Text for analysis ::
== Segment start ==

An example of the RBM

flowField1s(vv, rt, r, F, maskR=1.0)

Compute flow field at field points due body forces …

Parameters:

  • vv (np.array) – An array of flow at field points An array of size 3*Nt,

  • rt (np.array) – An array of field points An array of size 3*Nt,

  • r (np.array) – An array of positions An array of size 3*N,

  • F (np.array) – An array of body force An array of size 3*N,

Examples

An example of the Flow field due to $1s$ mode of force per unit area

>>> import pystokes, numpy as np, matplotlib.pyplot as plt
>>>
>>> # particle radius, self-propulsion speed, number and fluid viscosity
>>> b, eta, N = 1.0, 1.0/6.0, 1
>>>
>>> # initialize
>>> r, p = np.array([0.0, 0.0, 3.4]), np.array([0.0, 1.0, 0])
>>> F1s  = pystokes.utils.irreducibleTensors(1, p)
>>>
>>> # space dimension , extent , discretization
>>> dim, L, Ng = 3, 10, 64;
>>>
>>> # instantiate the Flow class
>>> flow = pystokes.unbounded.Flow(radius=b, particles=N, viscosity=eta, gridpoints=Ng*Ng)
>>>
>>> # create grid, evaluate flow and plot
>>> rr, vv = pystokes.utils.gridXY(dim, L, Ng)
>>> flow.flowField1s(vv, rr, r, F1s)
>>> pystokes.utils.plotStreamlinesXY(vv, rr, r, offset=6-1, density=1.4, title='1s')
flowField2a(vv, rt, r, T, maskR=1.0)

Compute flow field at field points due body Torque …

Parameters:

  • vv (np.array) – An array of flow at field points An array of size 3*Nt,

  • rt (np.array) – An array of field points An array of size 3*Nt,

  • r (np.array) – An array of positions An array of size 3*N,

  • T (np.array) – An array of body torque An array of size 3*N,

Examples

An example of the RBM

# Example 1: Flow field due to $2a$ mode of force per unit area >>> import pystokes, numpy as np, matplotlib.pyplot as plt >>> >>> # particle radius, self-propulsion speed, number and fluid viscosity >>> b, eta, N = 1.0, 1.0/6.0, 1 >>> >>> # initialize >>> r, p = np.array([0.0, 0.0, 3.4]), np.array([0.0, 1.0, 0]) >>> V2a = pystokes.utils.irreducibleTensors(1, p) >>> >>> # space dimension , extent , discretization >>> dim, L, Ng = 3, 10, 64; >>> >>> # instantiate the Flow class >>> flow = pystokes.wallBounded.Flow(radius=b, particles=N, viscosity=eta, gridpoints=Ng*Ng) >>> >>> # create grid, evaluate flow and plot >>> rr, vv = pystokes.utils.gridXY(dim, L, Ng) >>> flow.flowField2a(vv, rr, r, V2a) >>> pystokes.utils.plotStreamlinesXY(vv, rr, r, offset=6-1, density=1.4, title=’2s’)

== Segment end ==

Provided records ::
== Segment start ==

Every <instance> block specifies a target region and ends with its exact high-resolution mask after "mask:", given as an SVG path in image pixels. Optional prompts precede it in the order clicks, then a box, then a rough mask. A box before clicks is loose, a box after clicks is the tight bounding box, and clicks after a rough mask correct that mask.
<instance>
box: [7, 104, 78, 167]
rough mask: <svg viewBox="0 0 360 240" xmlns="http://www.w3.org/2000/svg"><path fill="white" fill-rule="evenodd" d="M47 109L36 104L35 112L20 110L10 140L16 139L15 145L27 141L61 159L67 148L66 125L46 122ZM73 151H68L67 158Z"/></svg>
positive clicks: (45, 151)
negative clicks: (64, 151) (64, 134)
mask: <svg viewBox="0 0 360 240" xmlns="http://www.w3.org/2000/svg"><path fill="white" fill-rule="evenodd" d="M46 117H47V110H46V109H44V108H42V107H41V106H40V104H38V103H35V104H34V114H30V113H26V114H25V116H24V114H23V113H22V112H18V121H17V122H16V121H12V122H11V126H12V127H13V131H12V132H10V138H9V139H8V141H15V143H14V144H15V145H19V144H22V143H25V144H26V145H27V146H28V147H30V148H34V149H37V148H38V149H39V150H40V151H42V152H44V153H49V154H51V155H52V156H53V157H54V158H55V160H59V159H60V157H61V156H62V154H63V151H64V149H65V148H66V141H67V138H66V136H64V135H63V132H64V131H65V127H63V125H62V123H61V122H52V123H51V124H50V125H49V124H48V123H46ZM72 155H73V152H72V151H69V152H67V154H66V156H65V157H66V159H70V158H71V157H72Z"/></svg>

== Segment end ==

Instructions for the task :: Can you write out the pystokes flow field documentation word for word between "# Example 1: Flow" and "offset=6-1, density=1.4, title=’2s’)", inclusive? The lines above aren't needed here.

Task result ::
# Example 1: Flow field due to $2a$ mode of force per unit area >>> import pystokes, numpy as np, matplotlib.pyplot as plt >>> >>> # particle radius, self-propulsion speed, number and fluid viscosity >>> b, eta, N = 1.0, 1.0/6.0, 1 >>> >>> # initialize >>> r, p = np.array([0.0, 0.0, 3.4]), np.array([0.0, 1.0, 0]) >>> V2a = pystokes.utils.irreducibleTensors(1, p) >>> >>> # space dimension , extent , discretization >>> dim, L, Ng = 3, 10, 64; >>> >>> # instantiate the Flow class >>> flow = pystokes.wallBounded.Flow(radius=b, particles=N, viscosity=eta, gridpoints=Ng*Ng) >>> >>> # create grid, evaluate flow and plot >>> rr, vv = pystokes.utils.gridXY(dim, L, Ng) >>> flow.flowField2a(vv, rr, r, V2a) >>> pystokes.utils.plotStreamlinesXY(vv, rr, r, offset=6-1, density=1.4, title=’2s’)